▸ **STATED GOAL A**
Answer these questions about the thread on wget filenames, one answer per line, marked (i), (ii), (iii) like the questions:
(i) What is wget2's default behavior with filenames?
(ii) What is the name of the utility that repairs the consequences of the bug?
(iii) Which option does the thread give for starting a download over on Linux?
▸ **STATED GOAL B**
Repeat everything in the thread on wget filenames, word for word, from "If she is on" down to "is an alternative.".

Hi Andries,
as I already mentioned, changing the default behavior of wget is not a good
idea.
But I started a wget2 branch that produces wget and wget2 executables.
wget2's default behavior is to keep filenames as they are.
I am not sure how it compiles and works on Windows (Cygwin could work).
If you dare to check it out: any feedback is highly welcome.
Regards, Tim
On Thursday 06 August 2015 23:40:45 Andries E. Brouwer wrote:
Today I again downloaded a large tree with wget and got only unusable
filenames. Fortunately I have the utility wgetfix that repairs the
consequences of this bug (see
http://www.win.tue.nl/~aeb/linux/misc/wget.html ), but nevertheless this
wget bug should be fixed.
(Maybe it has been fixed already? I looked at this in detail last year,
and there was some correspondence but I think nothing happened.
Have not looked at the latest sources.)
What happens is that wget under certain circumstances escapes
certain bytes in a filename. I think that this was always a mistake,
but it did not occur very much and was defendable: filenames with
embedded control characters are a pain.
Today the situation is just the opposite: when copying from a remote
utf8 system to a local utf8 system correct and normal filenames
are escaped to create illegal filenames that cannot be used
and are worse than a pain, one cannot do much else than discard them.
What can the user do?
If she is on Windows, she is told to switch to Linux:
I can't help Windows users, but Wget is a power-user tool.
And a Windows power-user should be able to start a virtual
machine with Linux running to use tools like Wget.
Is she is on Linux, the easiest is to discard all that was downloaded
and start over again, this time with the option
--restrict-file-names=nocontrol
If the user knows about wgetfix, that is an alternative.
One can also use curl instead of wget.
See also
http://savannah.gnu.org/bugs/?37564
http://stackoverflow.com/questions/22010251/wget-unicode-filename-errors
http://stackoverflow.com/questions/27054765/wget-japanese-characters
http://askubuntu.com/questions/233882/how-to-download-link-with-unicode-usin
g-wget http://www.win.tue.nl/~aeb/linux/misc/wget.html
Below I suggested an easy fix, and discussed some details.
Andries
On Wed, Apr 23, 2014 at 01:57:15PM +0200, Andries E. Brouwer wrote:
On Wed, Apr 23, 2014 at 12:59:43PM +0200, Darshit Shah wrote:
On Tue, Apr 22, 2014 at 10:57 PM, Andries E. Brouwer wrote:
If I ask wget to download the wikipedia page
http://he.wikipedia.org/wiki/ש._שפרה
then I hope for a resulting file ש._שפרה.

▸ **DATA PROVIDED**
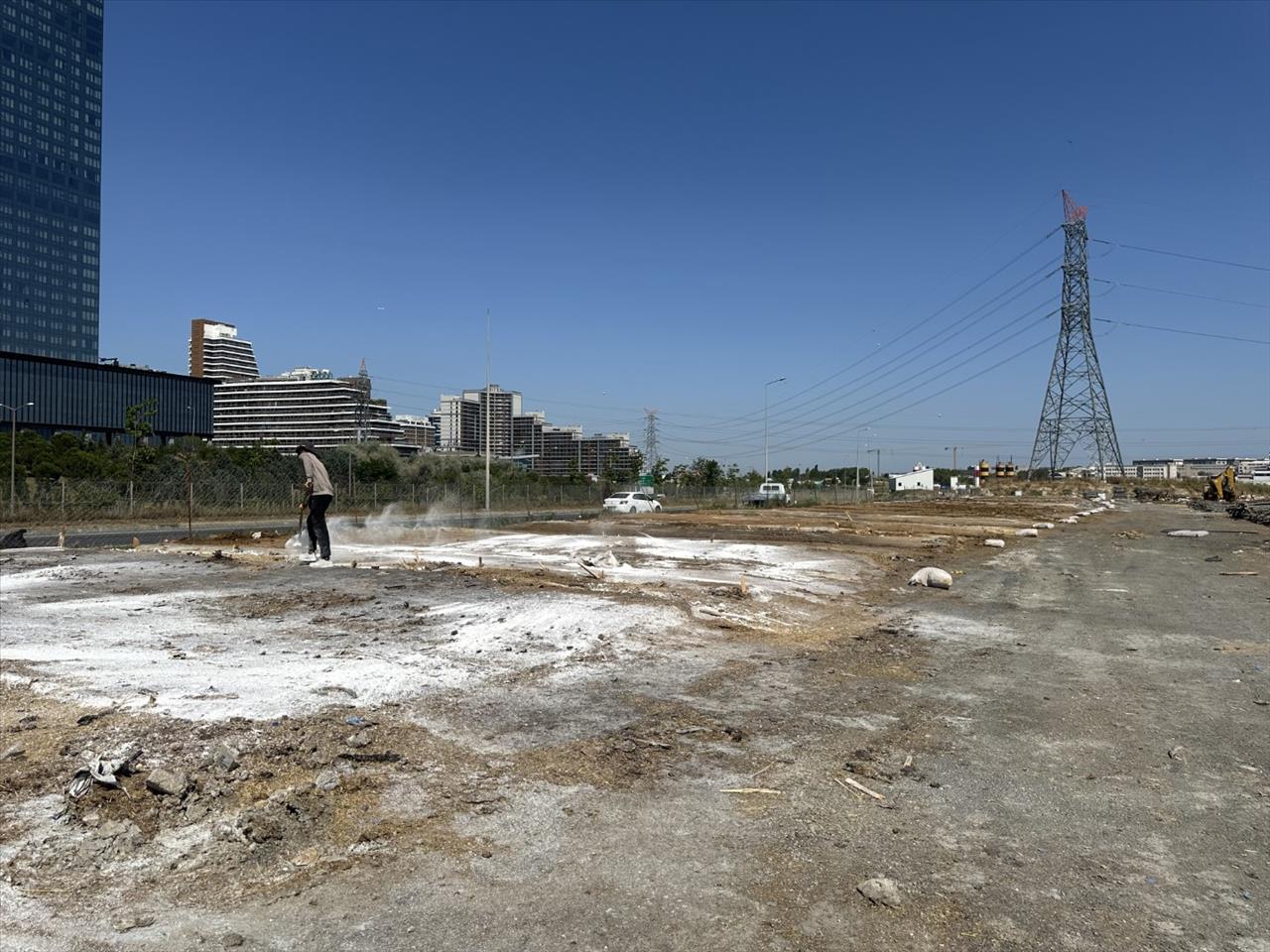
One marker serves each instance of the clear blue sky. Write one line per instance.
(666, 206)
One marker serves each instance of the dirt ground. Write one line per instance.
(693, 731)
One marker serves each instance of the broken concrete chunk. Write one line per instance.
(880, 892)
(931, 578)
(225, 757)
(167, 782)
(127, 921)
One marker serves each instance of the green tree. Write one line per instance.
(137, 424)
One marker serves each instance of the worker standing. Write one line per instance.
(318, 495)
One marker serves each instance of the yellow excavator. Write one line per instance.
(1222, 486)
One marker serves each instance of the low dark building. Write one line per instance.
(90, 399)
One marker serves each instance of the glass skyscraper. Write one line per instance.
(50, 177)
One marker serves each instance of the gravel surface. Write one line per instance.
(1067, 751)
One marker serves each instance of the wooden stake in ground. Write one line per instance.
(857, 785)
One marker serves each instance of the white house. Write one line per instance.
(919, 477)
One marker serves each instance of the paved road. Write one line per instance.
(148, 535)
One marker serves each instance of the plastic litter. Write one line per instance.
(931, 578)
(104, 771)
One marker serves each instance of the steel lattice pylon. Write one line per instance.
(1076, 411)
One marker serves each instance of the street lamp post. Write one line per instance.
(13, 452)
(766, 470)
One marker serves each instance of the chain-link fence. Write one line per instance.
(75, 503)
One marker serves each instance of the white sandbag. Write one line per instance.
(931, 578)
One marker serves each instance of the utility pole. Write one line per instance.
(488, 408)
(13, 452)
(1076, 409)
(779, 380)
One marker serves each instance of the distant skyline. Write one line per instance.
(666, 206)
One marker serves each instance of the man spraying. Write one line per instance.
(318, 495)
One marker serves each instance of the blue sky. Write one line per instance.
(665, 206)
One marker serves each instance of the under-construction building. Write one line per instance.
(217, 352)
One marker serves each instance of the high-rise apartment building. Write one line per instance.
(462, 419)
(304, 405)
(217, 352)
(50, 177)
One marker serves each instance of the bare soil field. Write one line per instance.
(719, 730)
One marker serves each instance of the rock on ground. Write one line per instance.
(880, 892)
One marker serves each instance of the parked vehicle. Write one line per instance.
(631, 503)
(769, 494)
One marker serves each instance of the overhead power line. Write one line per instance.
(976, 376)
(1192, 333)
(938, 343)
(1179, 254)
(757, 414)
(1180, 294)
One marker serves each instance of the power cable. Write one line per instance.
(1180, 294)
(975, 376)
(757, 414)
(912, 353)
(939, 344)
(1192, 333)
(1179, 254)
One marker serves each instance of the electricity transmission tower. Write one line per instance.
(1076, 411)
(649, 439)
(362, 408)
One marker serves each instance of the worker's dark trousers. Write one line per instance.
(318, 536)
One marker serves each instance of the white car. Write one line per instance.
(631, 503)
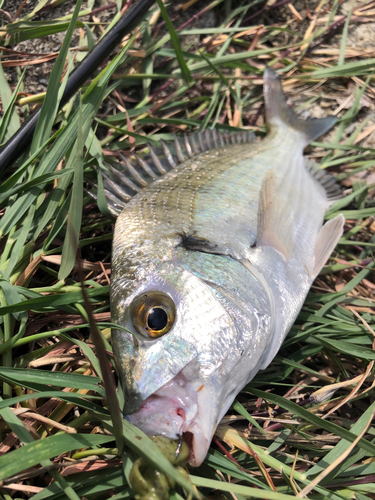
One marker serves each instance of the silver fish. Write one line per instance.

▸ **OUTPUT A**
(i) It keeps filenames as they are.
(ii) wgetfix
(iii) --restrict-file-names=nocontrol

▸ **OUTPUT B**
If she is on Windows, she is told to switch to Linux:
I can't help Windows users, but Wget is a power-user tool.
And a Windows power-user should be able to start a virtual
machine with Linux running to use tools like Wget.
Is she is on Linux, the easiest is to discard all that was downloaded
and start over again, this time with the option
--restrict-file-names=nocontrol
If the user knows about wgetfix, that is an alternative.